TEXT PROVIDED:
_____

AFTER PRESIDENT Trump announced that he’d orderded the Department of Justice to explore rescheduling marijuana, the ball has started to roll.
Acting U.S. Attorney General Todd Blanche in April signed an order immediately moving state-licensed medical marijuana products, along with cannabis-based drugs approved by the
Food and Drug Administration, to Schedule III from Schedule I. A second phase begins June 29, when the federal government will hold expedited administrative hearings to consider broader rescheduling of all cannabis, including adult-use marijuana.
State-licensed medical cannabis firms are expected to gain relief from Section 280E of the Internal Revenue Code, even retroactively to the first quarter, pending guidance from the Treasury Department and IRS. Treasury is also considering whether to allow tax relief for prior years.
The administration has also indicated that medical cannabis operators serving both medical and recreational markets may be able to allocate expenses between the two sides of their business, potentially allowing partial tax deductions even if they also sell adult-use products.
Challenges still exist
Until the June-July hearing process concludes and additional federal rulemaking is finalized, recreational marijuana remains a Schedule I substance under federal law. That means sales are still subject to 280E restrictions and remain federally illegal despite legalization in many states.
But while the rescheduling effort is being celebrated across much of the industry, it has also created a major legal and regulatory conundrum.
Under federal law, Schedule III substances are considered to have accepted medical uses.
However, under the federal Food, Drug and Cosmetics Act, Schedule III drugs generally can only be sold through FDA-approved prescription channels and by DEA-registered entities.

_____

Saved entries
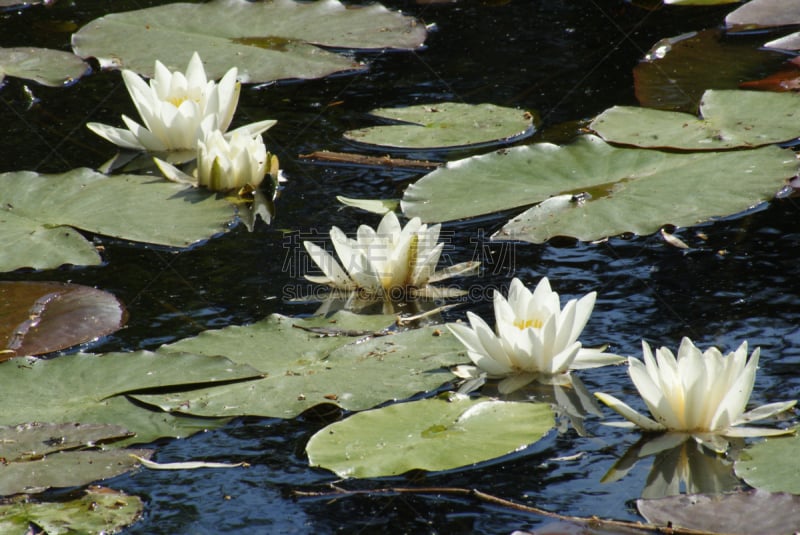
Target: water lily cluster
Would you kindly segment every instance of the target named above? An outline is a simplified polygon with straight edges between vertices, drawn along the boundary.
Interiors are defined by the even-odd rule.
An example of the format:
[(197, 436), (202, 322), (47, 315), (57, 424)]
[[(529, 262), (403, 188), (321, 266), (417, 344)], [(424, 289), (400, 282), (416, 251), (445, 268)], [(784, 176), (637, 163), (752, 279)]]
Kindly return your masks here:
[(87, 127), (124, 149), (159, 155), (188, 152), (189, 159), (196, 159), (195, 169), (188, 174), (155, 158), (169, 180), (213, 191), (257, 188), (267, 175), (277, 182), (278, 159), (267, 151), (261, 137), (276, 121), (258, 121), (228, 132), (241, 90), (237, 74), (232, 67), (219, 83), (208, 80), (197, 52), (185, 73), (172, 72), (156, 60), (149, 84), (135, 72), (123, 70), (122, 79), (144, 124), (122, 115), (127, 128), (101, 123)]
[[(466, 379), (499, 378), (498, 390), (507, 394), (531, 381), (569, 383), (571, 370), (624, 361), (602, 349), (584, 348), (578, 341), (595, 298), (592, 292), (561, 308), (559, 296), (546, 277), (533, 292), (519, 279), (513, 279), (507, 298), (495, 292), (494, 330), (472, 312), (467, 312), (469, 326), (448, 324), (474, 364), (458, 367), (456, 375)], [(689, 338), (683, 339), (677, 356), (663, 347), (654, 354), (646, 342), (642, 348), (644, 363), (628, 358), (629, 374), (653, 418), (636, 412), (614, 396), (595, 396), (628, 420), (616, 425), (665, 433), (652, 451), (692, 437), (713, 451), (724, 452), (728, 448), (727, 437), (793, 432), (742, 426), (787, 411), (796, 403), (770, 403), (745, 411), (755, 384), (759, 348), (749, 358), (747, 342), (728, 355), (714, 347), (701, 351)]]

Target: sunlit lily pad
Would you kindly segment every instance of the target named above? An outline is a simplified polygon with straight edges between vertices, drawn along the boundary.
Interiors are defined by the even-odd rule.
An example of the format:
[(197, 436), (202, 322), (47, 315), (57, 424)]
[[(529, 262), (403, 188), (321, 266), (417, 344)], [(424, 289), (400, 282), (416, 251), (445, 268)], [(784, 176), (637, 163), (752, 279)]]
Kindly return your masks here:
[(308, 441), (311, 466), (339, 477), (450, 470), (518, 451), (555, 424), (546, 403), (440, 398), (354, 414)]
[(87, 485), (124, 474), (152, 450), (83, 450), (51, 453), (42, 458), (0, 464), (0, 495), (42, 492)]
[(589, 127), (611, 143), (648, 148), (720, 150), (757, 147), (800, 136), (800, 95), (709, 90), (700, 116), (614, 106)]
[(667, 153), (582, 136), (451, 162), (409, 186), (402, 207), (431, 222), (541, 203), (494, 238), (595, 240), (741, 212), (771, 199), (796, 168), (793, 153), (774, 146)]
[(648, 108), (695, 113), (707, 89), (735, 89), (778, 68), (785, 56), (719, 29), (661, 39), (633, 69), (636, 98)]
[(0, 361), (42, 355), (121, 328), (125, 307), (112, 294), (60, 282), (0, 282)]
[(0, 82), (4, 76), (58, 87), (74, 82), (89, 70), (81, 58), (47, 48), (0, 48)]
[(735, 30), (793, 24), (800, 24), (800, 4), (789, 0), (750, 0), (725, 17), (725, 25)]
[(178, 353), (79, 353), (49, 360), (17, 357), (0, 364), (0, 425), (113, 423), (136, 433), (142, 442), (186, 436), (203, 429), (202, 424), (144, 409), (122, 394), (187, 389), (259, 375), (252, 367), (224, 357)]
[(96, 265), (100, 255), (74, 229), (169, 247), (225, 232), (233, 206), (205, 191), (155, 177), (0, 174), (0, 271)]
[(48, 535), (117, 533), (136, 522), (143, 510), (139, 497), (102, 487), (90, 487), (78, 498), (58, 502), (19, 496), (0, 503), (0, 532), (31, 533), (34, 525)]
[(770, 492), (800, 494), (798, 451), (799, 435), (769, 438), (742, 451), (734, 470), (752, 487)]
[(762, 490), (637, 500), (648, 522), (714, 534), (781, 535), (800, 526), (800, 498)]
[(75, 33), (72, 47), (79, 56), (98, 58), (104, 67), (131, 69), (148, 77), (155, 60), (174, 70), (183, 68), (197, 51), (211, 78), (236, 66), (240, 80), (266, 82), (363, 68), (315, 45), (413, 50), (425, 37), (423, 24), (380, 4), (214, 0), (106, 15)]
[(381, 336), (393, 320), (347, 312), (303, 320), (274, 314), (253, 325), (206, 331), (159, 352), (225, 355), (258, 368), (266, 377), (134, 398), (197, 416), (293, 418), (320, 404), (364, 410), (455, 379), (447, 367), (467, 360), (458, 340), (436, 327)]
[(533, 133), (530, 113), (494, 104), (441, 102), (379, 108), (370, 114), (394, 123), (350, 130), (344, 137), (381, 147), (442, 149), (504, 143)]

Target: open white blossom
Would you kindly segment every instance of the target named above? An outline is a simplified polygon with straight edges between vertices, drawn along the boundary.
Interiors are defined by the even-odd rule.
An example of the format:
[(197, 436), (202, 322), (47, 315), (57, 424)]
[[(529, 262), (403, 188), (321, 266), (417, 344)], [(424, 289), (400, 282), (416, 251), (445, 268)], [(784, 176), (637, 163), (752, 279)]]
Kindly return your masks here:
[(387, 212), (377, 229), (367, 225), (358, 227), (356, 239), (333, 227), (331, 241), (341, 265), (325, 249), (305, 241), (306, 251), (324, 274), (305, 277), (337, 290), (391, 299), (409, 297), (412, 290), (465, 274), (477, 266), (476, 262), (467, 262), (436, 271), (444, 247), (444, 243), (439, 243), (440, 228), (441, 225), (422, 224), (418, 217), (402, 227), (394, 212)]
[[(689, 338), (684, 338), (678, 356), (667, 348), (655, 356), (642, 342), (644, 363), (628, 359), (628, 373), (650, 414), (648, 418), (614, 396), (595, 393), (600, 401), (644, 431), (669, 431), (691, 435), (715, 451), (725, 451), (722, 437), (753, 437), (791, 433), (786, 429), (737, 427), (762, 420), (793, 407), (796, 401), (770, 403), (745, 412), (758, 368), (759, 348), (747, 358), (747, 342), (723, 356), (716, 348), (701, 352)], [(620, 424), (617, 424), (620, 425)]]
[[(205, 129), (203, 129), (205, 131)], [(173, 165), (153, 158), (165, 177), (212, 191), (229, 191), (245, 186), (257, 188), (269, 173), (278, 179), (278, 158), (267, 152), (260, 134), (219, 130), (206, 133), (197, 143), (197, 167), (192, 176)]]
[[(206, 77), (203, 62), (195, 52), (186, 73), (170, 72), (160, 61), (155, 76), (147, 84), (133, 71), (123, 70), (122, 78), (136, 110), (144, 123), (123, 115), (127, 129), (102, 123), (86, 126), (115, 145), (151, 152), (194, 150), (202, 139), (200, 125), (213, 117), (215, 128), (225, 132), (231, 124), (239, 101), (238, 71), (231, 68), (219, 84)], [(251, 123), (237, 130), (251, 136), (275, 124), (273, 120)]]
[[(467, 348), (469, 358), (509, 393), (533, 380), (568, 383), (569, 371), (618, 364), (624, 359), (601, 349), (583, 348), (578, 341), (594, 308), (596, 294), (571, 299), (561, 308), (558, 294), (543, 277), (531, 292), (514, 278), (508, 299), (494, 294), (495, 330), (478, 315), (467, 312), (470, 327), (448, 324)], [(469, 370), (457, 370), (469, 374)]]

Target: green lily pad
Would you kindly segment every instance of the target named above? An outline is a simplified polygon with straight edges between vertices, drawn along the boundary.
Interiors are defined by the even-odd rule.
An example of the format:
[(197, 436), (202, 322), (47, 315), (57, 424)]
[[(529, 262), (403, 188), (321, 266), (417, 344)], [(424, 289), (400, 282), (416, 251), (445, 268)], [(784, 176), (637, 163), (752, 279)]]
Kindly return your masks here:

_____

WHAT TO PRODUCE:
Pick up the article on federal marijuana rescheduling right after its last sentence and keep writing.

RESULT BELOW:
That means state-licensed medical cannabis operators are not automatically compliant with broader federal law simply because their products are now considered Schedule III substances.
According to a recent Congressional Research Service analysis, medical cannabis businesses will still need to register with the DEA to legally manufacture, distribute or dispense marijuana under the new framework.
Even then, the products would still technically remain unapproved drugs under FDA rules unless they undergo the federal drug approval process.
Blanche’s order emphasized that federal regulators want to avoid disrupting established state medical cannabis systems and instead pursue what DOJ called a “cooperative federalism” approach.
In anticipation of this order, California recently streamlined the process for cannabis firms to add or convert to medical marijuana license designations, potentially positioning operators to qualify for future federal tax relief.
The takeaway
The federal landscape is finally shifting, but the cannabis industry is entering a transitional phase filled with both opportunity and uncertainty.
Tax relief may be coming for medical operators, but broader legalization for adult- use operators, interstate commerce and full rescheduling remain unresolved.